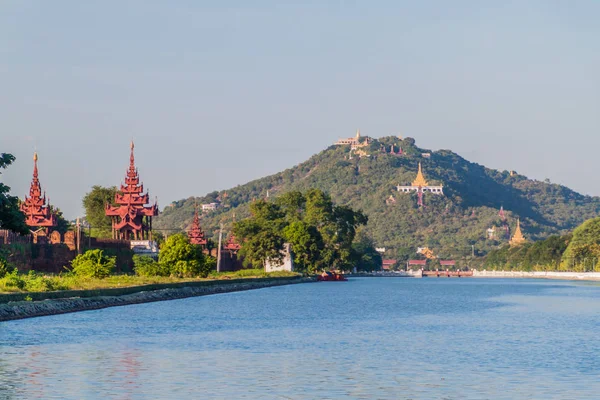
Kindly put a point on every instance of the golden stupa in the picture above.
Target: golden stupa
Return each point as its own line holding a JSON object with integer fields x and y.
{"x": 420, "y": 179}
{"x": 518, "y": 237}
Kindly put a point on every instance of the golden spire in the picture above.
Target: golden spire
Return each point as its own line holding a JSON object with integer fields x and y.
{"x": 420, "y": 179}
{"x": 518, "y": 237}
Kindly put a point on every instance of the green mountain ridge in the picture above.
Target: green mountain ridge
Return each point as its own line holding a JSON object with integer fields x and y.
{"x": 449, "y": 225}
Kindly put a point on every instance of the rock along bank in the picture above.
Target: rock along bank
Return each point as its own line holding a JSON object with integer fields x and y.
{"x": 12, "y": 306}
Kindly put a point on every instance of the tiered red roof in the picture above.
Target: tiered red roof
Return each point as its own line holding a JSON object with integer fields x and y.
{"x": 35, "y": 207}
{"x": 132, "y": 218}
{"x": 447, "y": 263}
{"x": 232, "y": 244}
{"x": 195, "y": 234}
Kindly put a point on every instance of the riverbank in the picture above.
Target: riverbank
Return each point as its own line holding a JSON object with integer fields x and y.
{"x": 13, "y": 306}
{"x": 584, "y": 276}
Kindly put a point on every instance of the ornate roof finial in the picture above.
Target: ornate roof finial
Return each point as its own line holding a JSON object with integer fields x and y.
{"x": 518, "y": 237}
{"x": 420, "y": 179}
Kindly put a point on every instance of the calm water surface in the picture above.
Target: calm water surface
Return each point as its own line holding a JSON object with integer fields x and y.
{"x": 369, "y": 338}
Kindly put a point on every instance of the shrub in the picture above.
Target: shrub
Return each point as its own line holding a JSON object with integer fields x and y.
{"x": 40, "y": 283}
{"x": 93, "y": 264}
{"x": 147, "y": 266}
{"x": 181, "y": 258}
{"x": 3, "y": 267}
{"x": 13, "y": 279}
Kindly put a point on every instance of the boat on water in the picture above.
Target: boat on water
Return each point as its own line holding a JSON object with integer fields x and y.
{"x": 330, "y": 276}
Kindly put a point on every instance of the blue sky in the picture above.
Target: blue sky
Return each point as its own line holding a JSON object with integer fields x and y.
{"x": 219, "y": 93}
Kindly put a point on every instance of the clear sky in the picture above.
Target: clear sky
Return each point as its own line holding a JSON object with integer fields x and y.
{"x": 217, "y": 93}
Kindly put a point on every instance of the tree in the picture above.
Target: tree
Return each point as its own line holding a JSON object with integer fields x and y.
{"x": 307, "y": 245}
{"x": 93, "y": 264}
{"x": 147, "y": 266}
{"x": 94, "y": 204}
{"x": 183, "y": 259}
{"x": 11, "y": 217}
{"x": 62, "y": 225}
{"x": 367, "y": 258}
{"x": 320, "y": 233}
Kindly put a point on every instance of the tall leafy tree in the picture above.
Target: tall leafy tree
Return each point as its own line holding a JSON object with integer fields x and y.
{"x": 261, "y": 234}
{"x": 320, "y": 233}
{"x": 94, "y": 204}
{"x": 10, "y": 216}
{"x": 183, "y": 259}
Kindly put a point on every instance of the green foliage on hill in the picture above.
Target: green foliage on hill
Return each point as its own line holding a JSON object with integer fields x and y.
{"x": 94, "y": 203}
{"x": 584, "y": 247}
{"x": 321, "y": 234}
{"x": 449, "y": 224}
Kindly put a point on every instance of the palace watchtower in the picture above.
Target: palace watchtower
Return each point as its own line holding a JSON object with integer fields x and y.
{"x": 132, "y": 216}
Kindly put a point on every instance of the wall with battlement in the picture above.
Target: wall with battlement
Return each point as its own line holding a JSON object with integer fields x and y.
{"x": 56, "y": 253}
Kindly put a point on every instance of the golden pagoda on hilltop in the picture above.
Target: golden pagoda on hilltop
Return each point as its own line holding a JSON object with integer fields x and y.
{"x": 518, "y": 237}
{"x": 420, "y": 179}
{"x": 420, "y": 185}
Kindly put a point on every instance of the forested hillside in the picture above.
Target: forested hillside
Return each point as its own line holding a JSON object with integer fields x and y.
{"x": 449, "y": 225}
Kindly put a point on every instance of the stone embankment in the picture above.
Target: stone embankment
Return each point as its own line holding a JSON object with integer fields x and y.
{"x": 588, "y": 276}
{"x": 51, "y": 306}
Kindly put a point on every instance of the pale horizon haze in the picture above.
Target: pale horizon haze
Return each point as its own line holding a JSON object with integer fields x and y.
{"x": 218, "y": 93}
* * * * *
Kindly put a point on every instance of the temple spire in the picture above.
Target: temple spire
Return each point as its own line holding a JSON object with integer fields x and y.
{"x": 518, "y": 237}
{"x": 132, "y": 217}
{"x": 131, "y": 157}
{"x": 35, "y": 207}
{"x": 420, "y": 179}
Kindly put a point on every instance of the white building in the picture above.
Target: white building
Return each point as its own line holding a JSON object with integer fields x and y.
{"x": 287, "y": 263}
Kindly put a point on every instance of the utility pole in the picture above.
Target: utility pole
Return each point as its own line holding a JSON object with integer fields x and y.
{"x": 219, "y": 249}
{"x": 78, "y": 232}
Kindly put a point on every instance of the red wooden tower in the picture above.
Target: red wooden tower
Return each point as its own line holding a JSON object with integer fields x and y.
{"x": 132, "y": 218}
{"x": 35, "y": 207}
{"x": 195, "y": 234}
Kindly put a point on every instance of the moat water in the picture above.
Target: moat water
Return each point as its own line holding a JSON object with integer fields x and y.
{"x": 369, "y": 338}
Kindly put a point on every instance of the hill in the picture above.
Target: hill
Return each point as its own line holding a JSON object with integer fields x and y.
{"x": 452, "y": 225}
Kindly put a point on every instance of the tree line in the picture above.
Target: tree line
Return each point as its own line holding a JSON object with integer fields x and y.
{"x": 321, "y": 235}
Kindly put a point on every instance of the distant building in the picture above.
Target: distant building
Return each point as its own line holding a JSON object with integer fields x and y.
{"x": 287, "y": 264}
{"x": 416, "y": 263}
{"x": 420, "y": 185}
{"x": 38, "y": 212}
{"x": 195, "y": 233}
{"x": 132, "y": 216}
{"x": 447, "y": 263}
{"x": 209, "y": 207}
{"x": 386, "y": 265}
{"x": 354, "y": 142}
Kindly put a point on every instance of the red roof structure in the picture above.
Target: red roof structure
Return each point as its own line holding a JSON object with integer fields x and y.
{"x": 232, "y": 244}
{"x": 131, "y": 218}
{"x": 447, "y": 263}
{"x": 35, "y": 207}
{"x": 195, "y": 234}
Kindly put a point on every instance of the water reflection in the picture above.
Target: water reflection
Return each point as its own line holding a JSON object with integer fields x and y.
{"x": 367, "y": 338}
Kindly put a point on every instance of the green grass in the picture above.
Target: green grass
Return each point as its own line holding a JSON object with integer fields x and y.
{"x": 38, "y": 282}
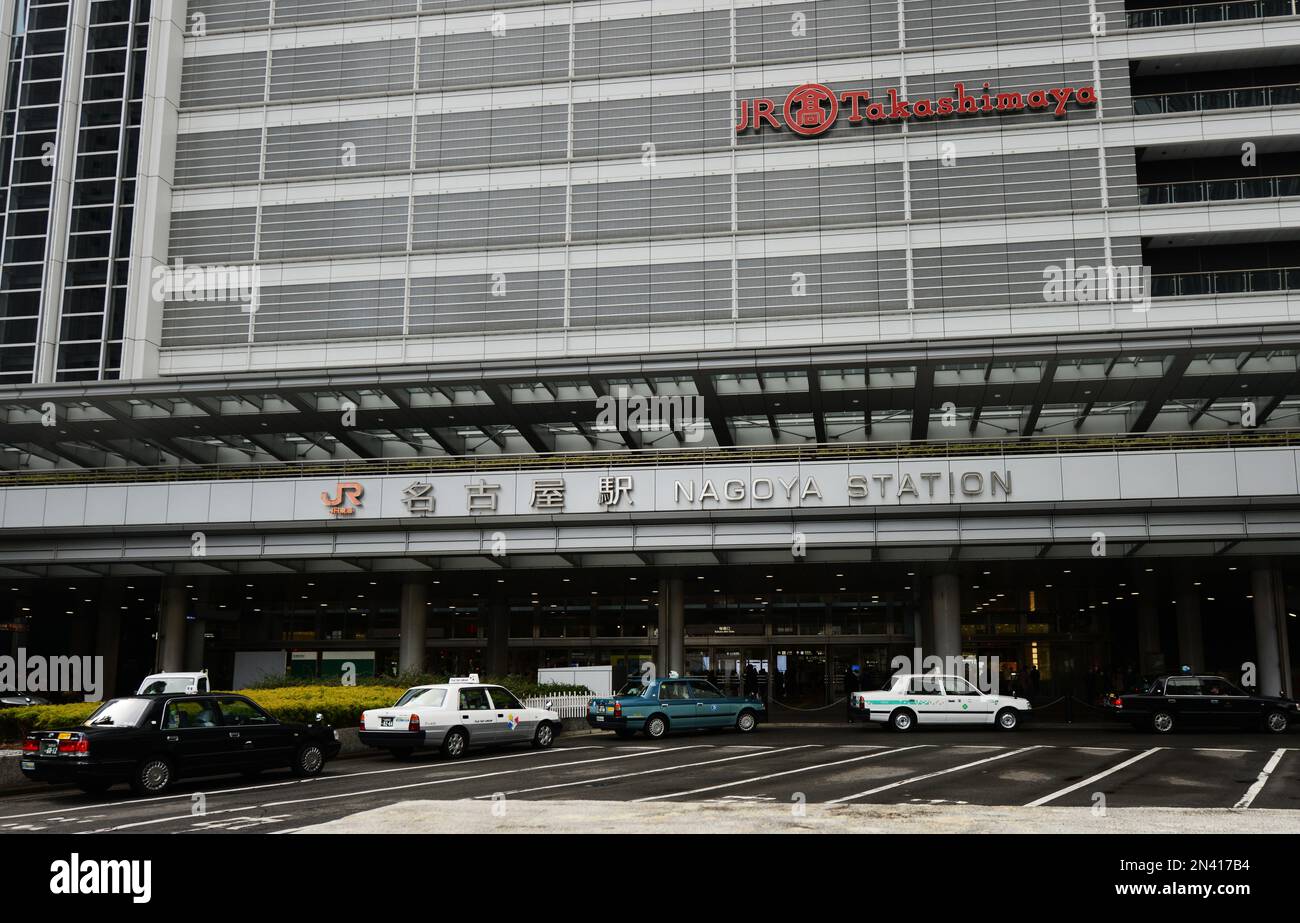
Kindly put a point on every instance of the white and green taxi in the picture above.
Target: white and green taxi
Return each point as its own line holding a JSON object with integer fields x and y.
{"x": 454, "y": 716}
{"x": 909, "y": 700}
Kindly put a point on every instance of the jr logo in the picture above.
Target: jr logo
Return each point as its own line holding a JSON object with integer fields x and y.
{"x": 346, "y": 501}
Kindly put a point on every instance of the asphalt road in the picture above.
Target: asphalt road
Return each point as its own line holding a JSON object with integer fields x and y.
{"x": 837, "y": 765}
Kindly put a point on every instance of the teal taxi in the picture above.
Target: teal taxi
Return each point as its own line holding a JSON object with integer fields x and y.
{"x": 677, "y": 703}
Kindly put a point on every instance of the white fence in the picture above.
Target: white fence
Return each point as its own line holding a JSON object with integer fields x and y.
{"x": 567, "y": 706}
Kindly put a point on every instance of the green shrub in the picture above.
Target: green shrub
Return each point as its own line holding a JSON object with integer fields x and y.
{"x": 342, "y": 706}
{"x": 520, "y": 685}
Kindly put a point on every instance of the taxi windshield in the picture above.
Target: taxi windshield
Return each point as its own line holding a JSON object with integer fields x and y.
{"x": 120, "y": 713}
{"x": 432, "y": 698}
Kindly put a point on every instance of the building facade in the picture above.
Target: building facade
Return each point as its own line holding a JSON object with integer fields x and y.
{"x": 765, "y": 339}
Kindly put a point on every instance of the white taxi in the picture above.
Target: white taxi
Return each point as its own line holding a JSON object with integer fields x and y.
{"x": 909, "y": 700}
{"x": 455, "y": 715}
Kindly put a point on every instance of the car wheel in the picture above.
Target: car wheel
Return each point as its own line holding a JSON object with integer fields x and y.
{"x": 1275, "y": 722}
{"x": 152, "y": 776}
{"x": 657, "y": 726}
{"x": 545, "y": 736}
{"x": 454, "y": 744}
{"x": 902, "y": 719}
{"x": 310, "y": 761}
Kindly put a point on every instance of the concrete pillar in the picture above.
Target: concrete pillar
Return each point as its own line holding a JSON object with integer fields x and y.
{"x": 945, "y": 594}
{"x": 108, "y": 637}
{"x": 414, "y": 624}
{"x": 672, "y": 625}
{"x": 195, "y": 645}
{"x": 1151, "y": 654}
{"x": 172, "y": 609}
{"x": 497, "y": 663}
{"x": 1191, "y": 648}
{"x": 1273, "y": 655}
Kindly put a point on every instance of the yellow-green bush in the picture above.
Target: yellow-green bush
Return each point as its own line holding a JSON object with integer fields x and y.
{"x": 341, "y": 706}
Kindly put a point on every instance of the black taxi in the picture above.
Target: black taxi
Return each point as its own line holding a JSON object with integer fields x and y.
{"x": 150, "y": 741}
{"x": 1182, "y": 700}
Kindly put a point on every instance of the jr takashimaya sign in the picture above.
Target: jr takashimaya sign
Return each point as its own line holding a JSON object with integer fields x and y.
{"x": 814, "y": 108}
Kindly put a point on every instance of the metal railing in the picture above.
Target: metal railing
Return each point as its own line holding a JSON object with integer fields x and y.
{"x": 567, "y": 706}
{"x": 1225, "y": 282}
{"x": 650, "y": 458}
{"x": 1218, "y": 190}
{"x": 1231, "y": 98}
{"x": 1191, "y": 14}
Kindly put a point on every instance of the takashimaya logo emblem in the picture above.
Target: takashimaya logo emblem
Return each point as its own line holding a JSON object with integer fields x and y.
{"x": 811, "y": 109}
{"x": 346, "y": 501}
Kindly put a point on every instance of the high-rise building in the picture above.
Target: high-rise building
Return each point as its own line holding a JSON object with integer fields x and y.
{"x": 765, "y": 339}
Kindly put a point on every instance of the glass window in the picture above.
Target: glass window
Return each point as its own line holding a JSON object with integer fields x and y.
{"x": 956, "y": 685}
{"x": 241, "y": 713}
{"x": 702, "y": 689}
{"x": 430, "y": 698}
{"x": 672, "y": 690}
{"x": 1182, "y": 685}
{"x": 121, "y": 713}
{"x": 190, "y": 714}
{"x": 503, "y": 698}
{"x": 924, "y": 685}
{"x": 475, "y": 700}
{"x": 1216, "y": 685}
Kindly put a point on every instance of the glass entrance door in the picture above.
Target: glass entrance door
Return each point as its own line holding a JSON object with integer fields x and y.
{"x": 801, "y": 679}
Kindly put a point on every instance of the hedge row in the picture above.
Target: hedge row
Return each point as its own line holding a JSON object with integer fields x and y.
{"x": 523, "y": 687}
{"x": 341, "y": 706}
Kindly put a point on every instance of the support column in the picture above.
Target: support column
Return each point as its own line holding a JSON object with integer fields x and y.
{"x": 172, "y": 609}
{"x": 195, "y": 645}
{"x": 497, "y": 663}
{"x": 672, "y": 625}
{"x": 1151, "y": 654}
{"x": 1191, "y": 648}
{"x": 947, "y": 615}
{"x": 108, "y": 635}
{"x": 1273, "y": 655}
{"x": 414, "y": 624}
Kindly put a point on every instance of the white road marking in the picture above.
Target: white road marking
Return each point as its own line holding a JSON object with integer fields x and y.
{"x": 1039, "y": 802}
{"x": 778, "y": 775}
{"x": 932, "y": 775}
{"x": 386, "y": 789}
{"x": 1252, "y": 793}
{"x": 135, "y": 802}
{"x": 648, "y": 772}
* * * * *
PROBLEM DESCRIPTION:
Using the listing above, show every line that includes the string "hedge".

SOLUTION TO THIS TASK:
Kindly put a point on every instance of the hedge row in the picture above.
Target: hedge row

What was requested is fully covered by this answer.